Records
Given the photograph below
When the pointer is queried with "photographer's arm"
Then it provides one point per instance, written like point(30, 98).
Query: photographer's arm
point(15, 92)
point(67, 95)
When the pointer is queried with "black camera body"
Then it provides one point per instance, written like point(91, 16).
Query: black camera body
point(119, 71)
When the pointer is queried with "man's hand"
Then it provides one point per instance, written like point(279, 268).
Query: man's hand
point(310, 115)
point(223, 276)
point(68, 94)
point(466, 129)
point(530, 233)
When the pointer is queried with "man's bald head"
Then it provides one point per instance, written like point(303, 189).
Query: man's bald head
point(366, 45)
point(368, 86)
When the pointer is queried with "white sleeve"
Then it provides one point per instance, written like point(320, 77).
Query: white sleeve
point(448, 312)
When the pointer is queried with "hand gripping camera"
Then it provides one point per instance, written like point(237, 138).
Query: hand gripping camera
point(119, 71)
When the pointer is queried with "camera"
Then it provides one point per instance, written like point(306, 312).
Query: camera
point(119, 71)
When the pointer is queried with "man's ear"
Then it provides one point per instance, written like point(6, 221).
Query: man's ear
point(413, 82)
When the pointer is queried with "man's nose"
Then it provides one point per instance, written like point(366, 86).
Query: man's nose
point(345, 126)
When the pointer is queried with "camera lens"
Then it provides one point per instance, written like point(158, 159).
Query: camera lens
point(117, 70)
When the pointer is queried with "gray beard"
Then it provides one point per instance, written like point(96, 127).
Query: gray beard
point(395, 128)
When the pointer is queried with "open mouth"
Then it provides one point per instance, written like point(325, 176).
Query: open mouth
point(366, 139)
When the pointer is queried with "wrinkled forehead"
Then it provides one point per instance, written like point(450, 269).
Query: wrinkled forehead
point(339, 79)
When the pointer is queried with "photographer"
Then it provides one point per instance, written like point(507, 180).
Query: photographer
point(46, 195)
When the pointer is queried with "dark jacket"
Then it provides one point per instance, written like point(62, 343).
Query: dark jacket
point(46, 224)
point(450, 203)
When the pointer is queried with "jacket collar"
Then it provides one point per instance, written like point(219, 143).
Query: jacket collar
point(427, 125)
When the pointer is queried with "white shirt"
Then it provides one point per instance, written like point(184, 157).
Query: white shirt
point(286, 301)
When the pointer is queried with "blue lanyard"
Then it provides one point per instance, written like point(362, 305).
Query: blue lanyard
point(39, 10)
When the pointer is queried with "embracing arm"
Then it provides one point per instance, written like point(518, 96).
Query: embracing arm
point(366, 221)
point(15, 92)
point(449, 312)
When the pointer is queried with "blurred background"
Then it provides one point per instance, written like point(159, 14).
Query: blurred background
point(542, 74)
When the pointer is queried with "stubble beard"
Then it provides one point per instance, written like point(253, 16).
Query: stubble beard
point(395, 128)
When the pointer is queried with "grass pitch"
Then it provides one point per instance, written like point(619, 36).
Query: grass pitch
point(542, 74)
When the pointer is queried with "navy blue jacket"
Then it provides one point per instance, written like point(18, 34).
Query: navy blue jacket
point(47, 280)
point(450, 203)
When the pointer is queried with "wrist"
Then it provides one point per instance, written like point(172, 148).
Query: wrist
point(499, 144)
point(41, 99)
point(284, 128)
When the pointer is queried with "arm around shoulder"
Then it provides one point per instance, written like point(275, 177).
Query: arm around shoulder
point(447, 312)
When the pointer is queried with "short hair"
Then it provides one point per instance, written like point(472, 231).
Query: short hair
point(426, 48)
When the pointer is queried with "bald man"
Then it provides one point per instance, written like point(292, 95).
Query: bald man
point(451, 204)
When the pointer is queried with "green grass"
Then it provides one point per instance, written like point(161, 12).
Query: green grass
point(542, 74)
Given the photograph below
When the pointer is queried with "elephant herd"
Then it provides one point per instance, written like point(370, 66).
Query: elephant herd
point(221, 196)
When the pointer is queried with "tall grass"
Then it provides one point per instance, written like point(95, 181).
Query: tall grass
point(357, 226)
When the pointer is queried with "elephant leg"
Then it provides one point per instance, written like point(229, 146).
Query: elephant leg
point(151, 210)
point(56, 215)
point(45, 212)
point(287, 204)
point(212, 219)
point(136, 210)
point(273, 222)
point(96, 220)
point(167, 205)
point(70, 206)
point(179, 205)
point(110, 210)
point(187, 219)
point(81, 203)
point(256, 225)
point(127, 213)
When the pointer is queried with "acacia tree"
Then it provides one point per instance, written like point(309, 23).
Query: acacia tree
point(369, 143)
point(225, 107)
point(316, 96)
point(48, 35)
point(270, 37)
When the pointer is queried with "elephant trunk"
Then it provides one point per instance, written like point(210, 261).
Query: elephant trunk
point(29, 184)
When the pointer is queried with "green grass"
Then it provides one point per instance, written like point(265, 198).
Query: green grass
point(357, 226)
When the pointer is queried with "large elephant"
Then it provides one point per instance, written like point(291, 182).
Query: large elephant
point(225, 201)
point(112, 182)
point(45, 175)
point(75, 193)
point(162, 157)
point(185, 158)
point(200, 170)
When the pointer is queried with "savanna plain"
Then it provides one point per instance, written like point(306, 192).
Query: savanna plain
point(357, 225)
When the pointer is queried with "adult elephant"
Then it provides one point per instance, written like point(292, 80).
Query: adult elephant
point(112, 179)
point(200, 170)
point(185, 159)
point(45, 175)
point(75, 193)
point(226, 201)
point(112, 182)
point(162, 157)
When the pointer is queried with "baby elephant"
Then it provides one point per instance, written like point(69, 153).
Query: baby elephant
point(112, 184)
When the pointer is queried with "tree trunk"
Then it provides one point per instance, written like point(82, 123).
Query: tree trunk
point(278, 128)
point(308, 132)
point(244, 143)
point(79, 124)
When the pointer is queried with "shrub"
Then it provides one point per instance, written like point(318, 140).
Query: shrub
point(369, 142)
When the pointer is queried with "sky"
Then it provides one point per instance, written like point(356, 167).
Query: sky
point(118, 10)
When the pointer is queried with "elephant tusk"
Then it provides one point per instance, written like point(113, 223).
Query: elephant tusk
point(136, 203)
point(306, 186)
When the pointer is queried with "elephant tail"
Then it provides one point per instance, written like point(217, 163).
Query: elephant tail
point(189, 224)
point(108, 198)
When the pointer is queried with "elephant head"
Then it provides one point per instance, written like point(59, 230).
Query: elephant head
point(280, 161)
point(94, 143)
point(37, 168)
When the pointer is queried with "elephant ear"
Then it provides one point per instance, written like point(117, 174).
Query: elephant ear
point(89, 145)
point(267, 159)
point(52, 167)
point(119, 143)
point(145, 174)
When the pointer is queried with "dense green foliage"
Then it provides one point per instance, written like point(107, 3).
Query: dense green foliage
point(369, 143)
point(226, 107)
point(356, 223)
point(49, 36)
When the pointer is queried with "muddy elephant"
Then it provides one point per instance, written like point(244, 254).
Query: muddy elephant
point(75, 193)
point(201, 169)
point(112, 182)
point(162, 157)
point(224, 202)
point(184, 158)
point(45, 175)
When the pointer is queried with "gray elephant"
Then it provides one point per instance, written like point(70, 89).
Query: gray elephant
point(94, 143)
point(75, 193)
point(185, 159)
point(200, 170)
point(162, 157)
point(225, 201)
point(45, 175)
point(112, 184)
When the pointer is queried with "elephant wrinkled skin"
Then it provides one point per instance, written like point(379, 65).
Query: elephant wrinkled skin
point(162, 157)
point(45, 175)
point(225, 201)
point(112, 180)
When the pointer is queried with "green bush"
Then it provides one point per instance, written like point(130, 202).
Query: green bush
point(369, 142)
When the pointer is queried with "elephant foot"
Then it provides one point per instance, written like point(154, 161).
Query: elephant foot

— Written request —
Switch "man's hand" to "man's fingers" in the records from the first line through the line that contains "point(530, 233)", and write those lines out again with everything else left unchanged.

— Result of this exercise —
Given the photograph below
When the pointer is queried with "photographer's arm"
Then it provides one point per instance, written like point(30, 98).
Query: photographer's arm
point(15, 92)
point(67, 95)
When the pointer is queried with "black camera body"
Then it provides one point per instance, written like point(91, 16).
Query: black camera body
point(119, 71)
When the pointer is queried with "man's fingers"
Then it provides one point per instance, written like point(279, 268).
Query: man's fingers
point(310, 115)
point(223, 276)
point(68, 94)
point(466, 129)
point(530, 233)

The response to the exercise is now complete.